- [Task statement] Can you reproduce all of the material below with every instance of "positive clicks" renamed to "foreground clicks" and nothing else changed?

══ Data for the task

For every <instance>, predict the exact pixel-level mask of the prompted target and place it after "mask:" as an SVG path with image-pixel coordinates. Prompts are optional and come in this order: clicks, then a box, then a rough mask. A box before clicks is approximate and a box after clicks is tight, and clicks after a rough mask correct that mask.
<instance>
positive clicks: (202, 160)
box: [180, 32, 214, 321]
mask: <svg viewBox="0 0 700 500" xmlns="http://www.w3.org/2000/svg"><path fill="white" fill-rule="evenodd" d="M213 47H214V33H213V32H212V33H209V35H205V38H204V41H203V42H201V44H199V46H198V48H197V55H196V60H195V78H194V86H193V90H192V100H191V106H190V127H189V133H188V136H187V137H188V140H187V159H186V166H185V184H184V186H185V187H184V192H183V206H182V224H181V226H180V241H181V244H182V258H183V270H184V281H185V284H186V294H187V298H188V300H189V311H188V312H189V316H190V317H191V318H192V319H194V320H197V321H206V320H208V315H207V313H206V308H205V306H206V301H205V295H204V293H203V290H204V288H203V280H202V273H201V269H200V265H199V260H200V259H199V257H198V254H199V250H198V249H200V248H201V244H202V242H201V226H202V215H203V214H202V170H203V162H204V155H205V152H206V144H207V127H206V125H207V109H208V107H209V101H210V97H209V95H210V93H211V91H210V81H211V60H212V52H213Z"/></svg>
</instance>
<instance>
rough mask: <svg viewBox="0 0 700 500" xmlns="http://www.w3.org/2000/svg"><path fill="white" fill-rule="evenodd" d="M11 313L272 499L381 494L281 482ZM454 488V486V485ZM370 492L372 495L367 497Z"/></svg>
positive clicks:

════

- [Expected answer]
For every <instance>, predict the exact pixel-level mask of the prompted target and place it after "mask:" as an SVG path with image-pixel coordinates. Prompts are optional and come in this order: clicks, then a box, then a rough mask. A box before clicks is approximate and a box after clicks is tight, and clicks after a rough mask correct that mask.
<instance>
foreground clicks: (202, 160)
box: [180, 32, 214, 321]
mask: <svg viewBox="0 0 700 500" xmlns="http://www.w3.org/2000/svg"><path fill="white" fill-rule="evenodd" d="M213 47H214V33H213V32H212V33H209V35H205V38H204V41H203V42H201V44H199V46H198V48H197V55H196V60H195V78H194V86H193V90H192V100H191V106H190V127H189V133H188V136H187V137H188V140H187V159H186V166H185V184H184V186H185V187H184V192H183V206H182V224H181V226H180V241H181V244H182V258H183V270H184V281H185V284H186V294H187V298H188V300H189V311H188V312H189V316H190V317H191V318H192V319H194V320H197V321H206V320H208V315H207V313H206V308H205V306H206V301H205V295H204V293H203V290H204V288H203V280H202V273H201V269H200V265H199V260H200V259H199V257H198V254H199V250H198V249H200V248H201V244H202V242H201V226H202V215H203V214H202V170H203V162H204V155H205V152H206V144H207V127H206V125H207V109H208V107H209V101H210V97H209V95H210V93H211V91H210V81H211V60H212V52H213Z"/></svg>
</instance>
<instance>
rough mask: <svg viewBox="0 0 700 500" xmlns="http://www.w3.org/2000/svg"><path fill="white" fill-rule="evenodd" d="M11 313L272 499L381 494L281 482ZM454 488V486V485ZM370 492L372 495L367 497Z"/></svg>
foreground clicks:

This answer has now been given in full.